What you are asked to do:
Please render every line of the records below as a JSON list of strings, one string per line, leaving out blank lines and the pictures.

Dataset records:
______________________________
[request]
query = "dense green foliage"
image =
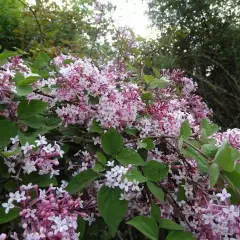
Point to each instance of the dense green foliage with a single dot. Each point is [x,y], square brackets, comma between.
[202,37]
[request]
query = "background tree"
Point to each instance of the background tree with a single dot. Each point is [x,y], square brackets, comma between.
[204,36]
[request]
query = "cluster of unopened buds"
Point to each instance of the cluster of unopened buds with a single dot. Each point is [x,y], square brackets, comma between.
[86,93]
[41,156]
[51,214]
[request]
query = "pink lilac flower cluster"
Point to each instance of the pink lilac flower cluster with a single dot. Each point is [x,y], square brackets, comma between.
[232,136]
[207,213]
[41,157]
[52,214]
[80,81]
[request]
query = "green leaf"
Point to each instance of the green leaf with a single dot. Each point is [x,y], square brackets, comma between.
[24,90]
[148,78]
[146,226]
[28,80]
[234,177]
[41,180]
[128,156]
[155,171]
[111,208]
[101,158]
[12,214]
[156,191]
[24,139]
[224,158]
[81,181]
[155,212]
[209,150]
[6,54]
[135,174]
[169,224]
[96,127]
[112,142]
[32,108]
[185,130]
[209,127]
[159,83]
[8,130]
[235,154]
[176,235]
[81,227]
[214,173]
[3,106]
[42,60]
______________________________
Solution for this problem:
[
  "[request]",
  "query = \"dense green foliage\"",
  "image =",
  "Point to each instance of the dense green foliage with a single dot. Each point is [x,y], square brackets, comma between.",
  "[202,37]",
  "[request]",
  "query = \"background tree\"",
  "Point to each instance of the background tree with a single dot. Each point is [x,y], square brackets, comma between.",
  "[204,36]",
  "[request]",
  "query = \"cluster of unopened buds\"",
  "Point to each instance of the cluster of unopened buds with a single dot. Each point is [x,y], square brackets, comma between.",
  "[86,93]",
  "[41,156]",
  "[51,214]",
  "[request]",
  "query = \"pink lilac flower cluster\"",
  "Point to each instance of the pink lilac flower cluster with a single dot. Each point is [x,y], square brackets, comma between.",
  "[232,136]",
  "[207,213]",
  "[41,157]",
  "[52,214]",
  "[80,81]",
  "[request]",
  "query = \"green leaf\"",
  "Point to each instance of the green leaf with a single dot. Each point is [x,y], square brackets, comma between.",
  "[24,90]",
  "[148,78]",
  "[146,226]",
  "[28,80]",
  "[234,177]",
  "[41,180]",
  "[128,156]",
  "[155,171]",
  "[111,208]",
  "[101,158]",
  "[12,214]",
  "[156,191]",
  "[24,139]",
  "[224,158]",
  "[81,181]",
  "[155,212]",
  "[209,150]",
  "[6,54]",
  "[135,174]",
  "[169,224]",
  "[96,127]",
  "[112,142]",
  "[32,108]",
  "[185,130]",
  "[209,127]",
  "[159,83]",
  "[8,130]",
  "[235,154]",
  "[176,235]",
  "[81,227]",
  "[214,173]",
  "[3,106]",
  "[42,60]"
]